╔══

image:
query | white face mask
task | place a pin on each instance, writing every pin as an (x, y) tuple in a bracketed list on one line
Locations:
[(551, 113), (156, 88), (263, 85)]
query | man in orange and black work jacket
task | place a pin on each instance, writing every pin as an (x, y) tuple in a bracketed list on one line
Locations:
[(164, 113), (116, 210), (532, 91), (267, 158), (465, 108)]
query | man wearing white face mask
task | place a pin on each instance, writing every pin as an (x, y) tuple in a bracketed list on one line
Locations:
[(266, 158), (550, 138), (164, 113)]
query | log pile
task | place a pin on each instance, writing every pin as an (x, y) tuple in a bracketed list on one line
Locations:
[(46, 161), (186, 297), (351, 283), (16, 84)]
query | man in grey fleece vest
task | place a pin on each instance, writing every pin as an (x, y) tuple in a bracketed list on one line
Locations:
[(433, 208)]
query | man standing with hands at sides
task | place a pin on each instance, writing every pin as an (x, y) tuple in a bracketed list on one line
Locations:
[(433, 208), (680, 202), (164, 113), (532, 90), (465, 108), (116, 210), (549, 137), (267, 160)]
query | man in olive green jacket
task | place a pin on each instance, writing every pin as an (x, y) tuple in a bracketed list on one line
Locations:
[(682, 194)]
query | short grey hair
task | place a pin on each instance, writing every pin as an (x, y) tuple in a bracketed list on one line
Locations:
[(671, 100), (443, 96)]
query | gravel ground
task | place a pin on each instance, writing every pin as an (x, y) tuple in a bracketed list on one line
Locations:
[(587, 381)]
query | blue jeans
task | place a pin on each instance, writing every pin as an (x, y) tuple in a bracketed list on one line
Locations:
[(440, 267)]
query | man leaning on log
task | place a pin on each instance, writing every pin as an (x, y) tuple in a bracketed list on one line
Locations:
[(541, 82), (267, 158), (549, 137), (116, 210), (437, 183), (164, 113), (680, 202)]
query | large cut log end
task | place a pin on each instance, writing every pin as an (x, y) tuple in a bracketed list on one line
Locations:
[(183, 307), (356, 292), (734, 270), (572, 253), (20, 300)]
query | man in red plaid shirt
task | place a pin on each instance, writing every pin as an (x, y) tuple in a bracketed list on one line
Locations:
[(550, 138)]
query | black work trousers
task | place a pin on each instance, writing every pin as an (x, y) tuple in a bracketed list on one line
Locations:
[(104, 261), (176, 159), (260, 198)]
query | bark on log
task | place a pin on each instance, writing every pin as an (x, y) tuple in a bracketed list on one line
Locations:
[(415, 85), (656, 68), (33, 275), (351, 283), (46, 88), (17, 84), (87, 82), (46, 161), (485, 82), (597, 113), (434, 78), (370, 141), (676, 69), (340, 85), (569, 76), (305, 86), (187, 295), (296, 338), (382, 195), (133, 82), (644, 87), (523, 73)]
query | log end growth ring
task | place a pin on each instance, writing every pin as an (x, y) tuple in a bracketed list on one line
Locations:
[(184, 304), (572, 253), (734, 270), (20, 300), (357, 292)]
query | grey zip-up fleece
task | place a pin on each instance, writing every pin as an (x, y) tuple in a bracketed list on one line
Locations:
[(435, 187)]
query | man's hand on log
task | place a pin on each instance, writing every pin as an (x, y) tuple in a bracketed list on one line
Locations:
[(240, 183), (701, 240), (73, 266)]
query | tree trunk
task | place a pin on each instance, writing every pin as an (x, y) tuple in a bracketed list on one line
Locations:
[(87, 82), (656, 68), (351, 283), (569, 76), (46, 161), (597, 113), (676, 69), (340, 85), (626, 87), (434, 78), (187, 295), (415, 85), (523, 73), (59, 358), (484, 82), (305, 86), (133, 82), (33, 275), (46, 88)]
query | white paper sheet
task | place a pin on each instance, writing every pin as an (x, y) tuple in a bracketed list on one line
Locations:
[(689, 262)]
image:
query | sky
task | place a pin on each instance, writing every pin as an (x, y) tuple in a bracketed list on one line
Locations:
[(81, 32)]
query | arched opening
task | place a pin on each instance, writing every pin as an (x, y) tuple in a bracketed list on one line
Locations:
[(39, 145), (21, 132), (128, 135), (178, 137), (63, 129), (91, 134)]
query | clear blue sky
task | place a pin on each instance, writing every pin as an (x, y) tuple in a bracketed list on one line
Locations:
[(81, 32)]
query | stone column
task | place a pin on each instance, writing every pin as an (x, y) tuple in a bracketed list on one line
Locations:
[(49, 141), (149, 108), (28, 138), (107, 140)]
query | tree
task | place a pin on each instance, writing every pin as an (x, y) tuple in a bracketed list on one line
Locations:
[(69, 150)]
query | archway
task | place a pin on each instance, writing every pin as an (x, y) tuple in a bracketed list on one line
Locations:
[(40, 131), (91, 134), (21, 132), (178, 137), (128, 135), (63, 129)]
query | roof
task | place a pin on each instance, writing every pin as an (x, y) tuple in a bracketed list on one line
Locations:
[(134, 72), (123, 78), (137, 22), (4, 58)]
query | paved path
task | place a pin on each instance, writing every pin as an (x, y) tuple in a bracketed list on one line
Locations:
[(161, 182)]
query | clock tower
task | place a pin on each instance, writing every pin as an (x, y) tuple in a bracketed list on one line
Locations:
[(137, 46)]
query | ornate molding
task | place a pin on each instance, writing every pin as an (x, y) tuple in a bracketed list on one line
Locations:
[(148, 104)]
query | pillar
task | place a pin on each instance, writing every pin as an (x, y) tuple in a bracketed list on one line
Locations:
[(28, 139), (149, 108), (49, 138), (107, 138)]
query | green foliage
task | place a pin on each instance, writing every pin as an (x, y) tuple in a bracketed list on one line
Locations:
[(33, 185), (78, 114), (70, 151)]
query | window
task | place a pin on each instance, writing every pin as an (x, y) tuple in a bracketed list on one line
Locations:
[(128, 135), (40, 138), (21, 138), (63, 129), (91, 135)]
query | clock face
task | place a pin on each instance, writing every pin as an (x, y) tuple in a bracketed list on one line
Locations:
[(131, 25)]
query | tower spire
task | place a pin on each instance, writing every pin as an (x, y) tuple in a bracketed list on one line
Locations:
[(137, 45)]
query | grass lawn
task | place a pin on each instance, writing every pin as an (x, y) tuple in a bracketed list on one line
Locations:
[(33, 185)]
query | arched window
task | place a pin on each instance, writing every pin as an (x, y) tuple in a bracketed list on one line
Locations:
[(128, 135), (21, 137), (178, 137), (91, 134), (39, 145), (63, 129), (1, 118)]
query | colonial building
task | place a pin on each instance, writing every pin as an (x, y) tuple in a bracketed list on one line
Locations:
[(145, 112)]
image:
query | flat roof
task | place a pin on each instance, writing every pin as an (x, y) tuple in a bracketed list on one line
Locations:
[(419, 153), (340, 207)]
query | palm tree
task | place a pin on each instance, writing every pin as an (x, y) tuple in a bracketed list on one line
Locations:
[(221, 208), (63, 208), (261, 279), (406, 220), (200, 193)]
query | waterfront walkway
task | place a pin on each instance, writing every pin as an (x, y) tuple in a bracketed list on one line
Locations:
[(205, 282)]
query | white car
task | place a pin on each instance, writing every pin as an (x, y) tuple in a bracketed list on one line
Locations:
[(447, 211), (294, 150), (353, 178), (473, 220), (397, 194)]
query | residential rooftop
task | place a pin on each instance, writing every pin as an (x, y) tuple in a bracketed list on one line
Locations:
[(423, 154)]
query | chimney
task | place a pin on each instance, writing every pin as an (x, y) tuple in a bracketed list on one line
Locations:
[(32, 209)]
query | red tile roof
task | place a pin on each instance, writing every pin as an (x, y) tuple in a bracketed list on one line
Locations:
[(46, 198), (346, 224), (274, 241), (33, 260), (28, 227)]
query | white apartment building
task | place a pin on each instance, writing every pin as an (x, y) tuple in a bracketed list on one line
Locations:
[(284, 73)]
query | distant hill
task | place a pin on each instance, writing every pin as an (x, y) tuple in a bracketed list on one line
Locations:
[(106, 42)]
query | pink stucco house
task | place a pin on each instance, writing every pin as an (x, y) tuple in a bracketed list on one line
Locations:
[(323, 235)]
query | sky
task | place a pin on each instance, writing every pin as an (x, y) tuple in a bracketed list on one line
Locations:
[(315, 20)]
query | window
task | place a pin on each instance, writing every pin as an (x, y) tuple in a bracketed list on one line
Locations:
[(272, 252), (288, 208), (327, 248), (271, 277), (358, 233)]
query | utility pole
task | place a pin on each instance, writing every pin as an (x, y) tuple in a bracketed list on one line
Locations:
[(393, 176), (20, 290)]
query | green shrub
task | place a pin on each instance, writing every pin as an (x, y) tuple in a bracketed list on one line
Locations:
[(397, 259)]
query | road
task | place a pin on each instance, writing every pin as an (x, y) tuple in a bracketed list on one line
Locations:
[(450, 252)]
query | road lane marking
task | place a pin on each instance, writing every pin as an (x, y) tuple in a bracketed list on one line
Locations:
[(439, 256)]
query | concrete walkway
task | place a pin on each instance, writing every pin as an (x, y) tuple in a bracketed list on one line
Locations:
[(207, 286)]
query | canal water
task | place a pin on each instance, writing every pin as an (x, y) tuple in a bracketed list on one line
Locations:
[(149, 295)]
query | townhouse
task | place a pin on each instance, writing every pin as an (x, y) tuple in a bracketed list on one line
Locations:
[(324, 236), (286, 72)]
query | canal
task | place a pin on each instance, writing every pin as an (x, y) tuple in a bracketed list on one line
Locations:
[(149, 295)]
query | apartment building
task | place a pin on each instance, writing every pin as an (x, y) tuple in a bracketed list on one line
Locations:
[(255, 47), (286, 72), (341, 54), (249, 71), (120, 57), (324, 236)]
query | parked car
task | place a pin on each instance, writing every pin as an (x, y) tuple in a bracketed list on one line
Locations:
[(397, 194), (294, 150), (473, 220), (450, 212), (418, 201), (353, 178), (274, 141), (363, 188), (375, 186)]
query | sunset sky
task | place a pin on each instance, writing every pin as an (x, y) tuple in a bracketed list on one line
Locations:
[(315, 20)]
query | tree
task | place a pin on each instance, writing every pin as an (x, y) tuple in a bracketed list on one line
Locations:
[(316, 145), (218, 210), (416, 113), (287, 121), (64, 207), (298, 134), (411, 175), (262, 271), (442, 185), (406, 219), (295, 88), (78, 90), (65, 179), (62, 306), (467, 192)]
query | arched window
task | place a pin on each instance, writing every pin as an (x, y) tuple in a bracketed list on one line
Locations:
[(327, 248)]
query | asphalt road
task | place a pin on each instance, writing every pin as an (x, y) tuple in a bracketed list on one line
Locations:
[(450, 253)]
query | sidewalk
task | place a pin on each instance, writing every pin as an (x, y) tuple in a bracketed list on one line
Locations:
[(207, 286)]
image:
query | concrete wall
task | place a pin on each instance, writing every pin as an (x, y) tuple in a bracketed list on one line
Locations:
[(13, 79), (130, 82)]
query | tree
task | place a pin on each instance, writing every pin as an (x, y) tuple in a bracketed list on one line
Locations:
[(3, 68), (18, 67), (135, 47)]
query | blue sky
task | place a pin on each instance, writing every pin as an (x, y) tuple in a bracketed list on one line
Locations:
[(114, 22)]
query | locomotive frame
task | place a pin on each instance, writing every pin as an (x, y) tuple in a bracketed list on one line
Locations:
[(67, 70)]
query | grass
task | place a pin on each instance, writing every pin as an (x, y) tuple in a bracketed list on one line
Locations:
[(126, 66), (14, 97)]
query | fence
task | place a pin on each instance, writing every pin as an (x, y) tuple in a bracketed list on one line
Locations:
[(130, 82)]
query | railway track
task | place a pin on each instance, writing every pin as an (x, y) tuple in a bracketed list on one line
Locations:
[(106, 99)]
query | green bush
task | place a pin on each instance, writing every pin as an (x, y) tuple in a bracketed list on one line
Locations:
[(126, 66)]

╚══

§ **Stated goal**:
Copy out the entries word for word, from the line containing "query | grey zip-up fleece" up to and including the line containing "[(161, 182)]".

§ **Output for this exercise**:
query | grey zip-up fleece
task | place a pin on each instance, writing every pin as an (x, y) tuple in a bracketed list on one line
Locations:
[(435, 187)]
query | man's hand on log
task | place a pin on each instance, writing every pin as an (x, y) tuple in a bracketed list on one line
Locations:
[(240, 183), (701, 240), (73, 266)]
query | tree trunk
task | place a pin on each instance, writing every pin as an (x, y) tuple in a bracketed list on one line
Locations:
[(87, 82), (656, 68), (351, 283), (569, 76), (46, 161), (597, 113), (676, 69), (340, 85), (626, 87), (434, 78), (187, 295), (415, 85), (523, 73), (59, 358), (484, 82), (305, 86), (133, 82), (33, 275), (46, 88)]
query | white paper sheet
task | place a pin on each instance, writing every pin as an (x, y) tuple in a bracketed list on one line
Locations:
[(689, 262)]
image:
query | sky
task | place a pin on each instance, writing every pin as an (x, y) tuple in a bracketed list on one line
Locations:
[(81, 32)]
query | arched opening
task | place a pin on each instance, writing every pin as an (x, y) tuple in a bracketed list on one line
Locations:
[(39, 145), (21, 132), (128, 135), (178, 137), (63, 129), (91, 134)]
query | clear blue sky
task | place a pin on each instance, writing every pin as an (x, y) tuple in a bracketed list on one line
Locations:
[(81, 32)]
query | stone column
task | place a pin on each instance, writing every pin as an (x, y) tuple in a bracketed list on one line
Locations:
[(49, 141), (149, 108), (28, 138), (107, 140)]
query | tree
task | place a pin on each instance, writing every pin as an (x, y) tuple in a bracketed list on one line
Locations:
[(69, 150)]
query | archway
task | place a pin on each instance, writing every pin as an (x, y) tuple in a bracketed list on one line
Locations:
[(40, 131), (91, 134), (21, 132), (178, 137), (128, 135), (63, 129)]
query | roof
task | place a pin on each instance, writing every pin as an (x, y) tuple in a bracketed list on one line
Locations:
[(134, 72), (123, 78), (137, 22), (4, 58)]
query | paved path
task | place a pin on each instance, writing every pin as an (x, y) tuple in a bracketed list on one line
Locations:
[(161, 182)]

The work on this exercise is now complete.